Objective:
Copy out each line of the data below, character for character, with nothing added or left out.

Material:
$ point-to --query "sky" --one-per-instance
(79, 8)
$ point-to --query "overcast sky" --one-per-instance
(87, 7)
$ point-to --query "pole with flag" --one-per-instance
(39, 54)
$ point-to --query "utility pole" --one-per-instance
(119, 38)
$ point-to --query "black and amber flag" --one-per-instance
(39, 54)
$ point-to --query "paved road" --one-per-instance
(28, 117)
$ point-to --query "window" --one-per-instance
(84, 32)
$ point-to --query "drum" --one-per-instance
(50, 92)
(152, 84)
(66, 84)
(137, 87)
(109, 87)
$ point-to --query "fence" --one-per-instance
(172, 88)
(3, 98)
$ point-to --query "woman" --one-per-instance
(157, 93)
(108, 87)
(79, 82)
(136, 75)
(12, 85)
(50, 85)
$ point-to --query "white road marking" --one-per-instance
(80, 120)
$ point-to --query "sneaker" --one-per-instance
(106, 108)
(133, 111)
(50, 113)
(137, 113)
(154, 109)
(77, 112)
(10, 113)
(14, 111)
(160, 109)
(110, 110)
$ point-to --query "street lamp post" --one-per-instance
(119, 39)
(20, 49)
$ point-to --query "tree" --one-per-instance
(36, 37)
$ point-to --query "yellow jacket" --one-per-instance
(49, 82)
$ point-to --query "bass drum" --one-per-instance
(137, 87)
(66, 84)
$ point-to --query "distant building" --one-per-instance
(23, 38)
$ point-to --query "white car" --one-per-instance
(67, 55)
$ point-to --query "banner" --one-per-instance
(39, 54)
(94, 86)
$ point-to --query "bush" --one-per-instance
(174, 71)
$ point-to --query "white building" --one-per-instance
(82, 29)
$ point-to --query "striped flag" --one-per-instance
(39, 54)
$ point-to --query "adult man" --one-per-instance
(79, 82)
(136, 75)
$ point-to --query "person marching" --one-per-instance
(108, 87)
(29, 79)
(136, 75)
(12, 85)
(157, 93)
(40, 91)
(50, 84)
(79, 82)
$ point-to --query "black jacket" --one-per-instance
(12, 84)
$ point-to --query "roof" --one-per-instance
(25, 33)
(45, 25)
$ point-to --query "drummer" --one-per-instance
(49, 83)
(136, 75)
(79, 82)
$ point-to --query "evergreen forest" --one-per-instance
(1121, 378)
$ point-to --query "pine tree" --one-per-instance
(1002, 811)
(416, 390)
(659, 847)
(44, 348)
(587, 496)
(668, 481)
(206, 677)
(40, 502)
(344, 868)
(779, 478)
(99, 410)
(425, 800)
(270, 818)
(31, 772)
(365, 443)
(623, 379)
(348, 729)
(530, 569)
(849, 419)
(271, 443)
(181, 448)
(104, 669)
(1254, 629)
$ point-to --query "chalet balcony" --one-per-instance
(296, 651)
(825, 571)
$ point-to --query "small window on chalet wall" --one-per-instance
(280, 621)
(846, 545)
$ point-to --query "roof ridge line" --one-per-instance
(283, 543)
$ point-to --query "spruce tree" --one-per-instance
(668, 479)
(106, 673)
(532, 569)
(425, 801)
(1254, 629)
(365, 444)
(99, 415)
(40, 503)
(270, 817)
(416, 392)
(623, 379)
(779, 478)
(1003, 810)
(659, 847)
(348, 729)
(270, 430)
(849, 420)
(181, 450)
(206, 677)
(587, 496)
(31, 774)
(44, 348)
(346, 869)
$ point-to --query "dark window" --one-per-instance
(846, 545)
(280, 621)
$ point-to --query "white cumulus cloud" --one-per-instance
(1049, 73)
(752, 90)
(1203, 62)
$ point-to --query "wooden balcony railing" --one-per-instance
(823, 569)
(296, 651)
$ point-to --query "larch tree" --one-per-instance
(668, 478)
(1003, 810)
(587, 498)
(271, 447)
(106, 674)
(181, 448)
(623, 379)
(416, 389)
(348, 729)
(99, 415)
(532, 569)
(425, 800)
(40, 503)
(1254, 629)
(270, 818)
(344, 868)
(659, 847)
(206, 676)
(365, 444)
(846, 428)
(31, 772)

Task result:
$ point-to --query "sky" --one-per-instance
(79, 8)
$ point-to --query "overcast sky" --one-per-instance
(87, 7)
$ point-to --query "pole with flag" --one-per-instance
(39, 54)
$ point-to --query "utility pole" --one-per-instance
(119, 38)
$ point-to --query "black and amber flag" --one-per-instance
(39, 54)
$ point-to --query "paved road" --one-per-instance
(28, 117)
$ point-to --query "window" --one-per-instance
(84, 32)
$ point-to --query "drum" --one-per-instance
(50, 92)
(152, 84)
(66, 84)
(137, 87)
(109, 87)
$ point-to --query "fence" --one-per-instance
(172, 88)
(3, 98)
$ point-to --query "woman" --one-per-instance
(157, 93)
(108, 87)
(79, 82)
(136, 75)
(12, 85)
(50, 85)
$ point-to --query "white road marking" --one-per-instance
(80, 120)
$ point-to --query "sneaker" --one-per-instance
(106, 108)
(133, 111)
(50, 113)
(137, 113)
(154, 109)
(77, 112)
(10, 113)
(14, 111)
(160, 109)
(110, 110)
$ point-to --query "street lamp post" --one-per-instance
(119, 39)
(20, 49)
$ point-to --query "tree" --one-per-instance
(36, 37)
$ point-to --query "yellow jacket" --one-per-instance
(49, 82)
$ point-to --query "bass drum" --one-per-instance
(137, 87)
(66, 84)
$ point-to --query "distant building" --one-per-instance
(23, 38)
$ point-to --query "white car" --one-per-instance
(67, 55)
$ point-to --query "banner" --one-per-instance
(39, 54)
(94, 86)
$ point-to --query "bush" --one-per-instance
(174, 71)
$ point-to --query "white building" --one-per-instance
(82, 29)
$ point-to --query "striped flag" --one-per-instance
(39, 54)
$ point-to --query "adult man" --one-per-instance
(79, 82)
(136, 75)
$ point-to --query "person marching" --one-per-instance
(108, 87)
(29, 79)
(136, 75)
(12, 85)
(157, 93)
(40, 91)
(50, 84)
(79, 82)
$ point-to --query "black jacket" --one-per-instance
(12, 84)
$ point-to --query "roof" --one-per-instance
(25, 33)
(45, 25)
$ point-to --query "drummer" --one-per-instance
(49, 83)
(136, 75)
(79, 82)
$ point-to --query "evergreen forest" --one-per-instance
(1121, 378)
$ point-to --query "pine tree" --one-per-instance
(1002, 811)
(416, 390)
(659, 847)
(44, 348)
(587, 496)
(668, 481)
(206, 677)
(40, 502)
(344, 868)
(779, 478)
(99, 410)
(425, 800)
(270, 818)
(31, 772)
(365, 443)
(623, 379)
(348, 729)
(530, 569)
(849, 419)
(271, 443)
(181, 448)
(104, 669)
(1254, 629)
$ point-to --query "chalet balcony" --one-per-instance
(296, 651)
(825, 571)
$ point-to --query "small window on chalet wall" --one-per-instance
(280, 621)
(846, 545)
$ point-to --query "roof ridge line" --one-per-instance
(283, 543)
$ point-to --query "spruce tree" --one-per-instance
(668, 479)
(106, 673)
(532, 569)
(425, 801)
(1254, 629)
(365, 444)
(99, 415)
(40, 503)
(270, 817)
(416, 392)
(623, 379)
(779, 478)
(1003, 810)
(659, 847)
(348, 729)
(270, 430)
(849, 420)
(181, 450)
(206, 677)
(587, 496)
(31, 774)
(44, 348)
(346, 869)
$ point-to --query "dark window" --one-per-instance
(846, 545)
(280, 621)
$ point-to --query "white cumulus cloud" --one-per-instance
(1049, 73)
(752, 90)
(1203, 62)
$ point-to --query "wooden balcony railing" --one-per-instance
(823, 569)
(296, 651)
$ point-to --query "larch tree" --one-per-instance
(668, 478)
(1003, 810)
(587, 498)
(271, 447)
(106, 674)
(181, 448)
(623, 379)
(416, 389)
(348, 729)
(99, 415)
(532, 569)
(425, 800)
(40, 503)
(1254, 629)
(270, 818)
(344, 868)
(659, 847)
(206, 676)
(365, 444)
(846, 428)
(31, 772)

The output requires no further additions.